A Grails Plugin for Sharding
Background
A while back Rob Woollam and I began a project to build a scalable web application for RezzMap. We evaluated various technologies and decided on the Grails Framework because of it’s ability to quickly make progress. Having built several scalable applications in the past I knew that building a system the scales horizontally would allow for easy growth in the future. Given that and my use of database sharding in the past we started looking at how we would approach that in Grails. At first we found little on the subject beyond a conversation that discussed using Hibernate Shards within Grails. In this thread the was reference to a blog post by Lee Butts that showed how to use a “switchable datasource” (an implementation of Spring’s AbstractRoutingDataSource) to change the connection of a datasource on the fly. So we took this blog posting and built a plugin that allows us to have shards of data within Grails based on a user account. I have since pulled most of this logic out into a plugin that we are sharing with the Grails community. Over time we will integrate the more advanced features of our internal plugin but I wanted to get a more basic version out there for feedback before complicating the plugin.
Shard Selection and Resolution
There are a couple of high level notes about the implementation before getting into installation and configuration of the plugin. Typically when talking about database sharding there are a couple of decisions an implementation needs to make:
- How do we assign a shard to a new object? (Shard Selection)
- How do we resolve the shard that a current object lives in? (Shard Resolution)
The choices we made for our plugin are to use what we call an Index database that holds a minimum of two tables. One which the plugin creates is called which contains a record for every shard in the system along with a capacity and usage field. This table is queried every time a new object, in our case User, is created within the system. We assign the new object to the shard with the lowest usage to capacity ratio. This allows for shards to be located on different types of hardware that should take a smaller or larger number of objects. The other table is supplied by the application using the plugin and provides a mapping of the object to the shard to be used. Then whenever a request begins for an object the application should query this table and retrieve the shard to use and then pass that to the plugin to switch to that database.

──────────────────────────────

Work instructions:
A - Answer these questions from the Grails sharding article:
(i) Whose blog post showed how to use a "switchable datasource"?
(ii) Besides a record for each shard, which two fields does the plugin's shard table contain?
(iii) Which shard is a new object assigned to?
B - Copy the passage of the Grails sharding article word for word, starting at "The choices we" and ending at "to that database.".
The material that comes next is separate from the Grails sharding article.

Information shown:
──────────────────────────────

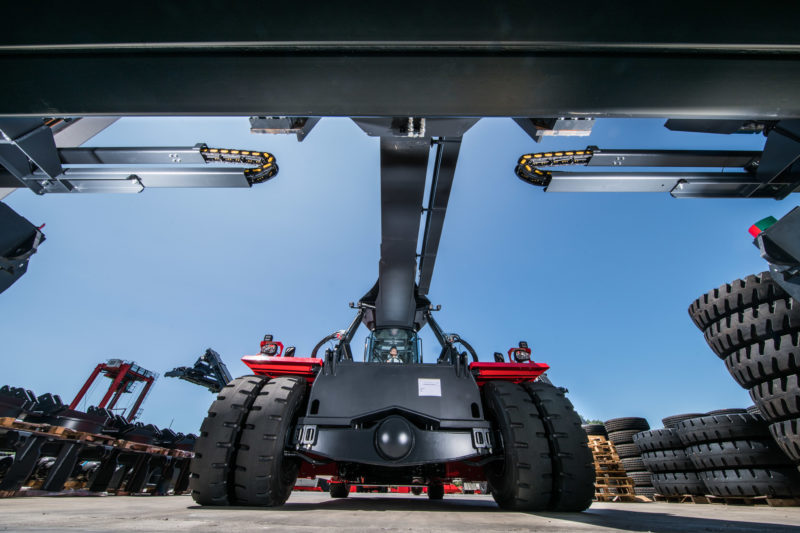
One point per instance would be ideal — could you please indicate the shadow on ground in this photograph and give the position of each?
(622, 519)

──────────────────────────────

Solutions to the tasks:
A -
(i) Lee Butts
(ii) A capacity field and a usage field
(iii) The shard with the lowest usage to capacity ratio

B -
The choices we made for our plugin are to use what we call an Index database that holds a minimum of two tables. One which the plugin creates is called which contains a record for every shard in the system along with a capacity and usage field. This table is queried every time a new object, in our case User, is created within the system. We assign the new object to the shard with the lowest usage to capacity ratio. This allows for shards to be located on different types of hardware that should take a smaller or larger number of objects. The other table is supplied by the application using the plugin and provides a mapping of the object to the shard to be used. Then whenever a request begins for an object the application should query this table and retrieve the shard to use and then pass that to the plugin to switch to that database.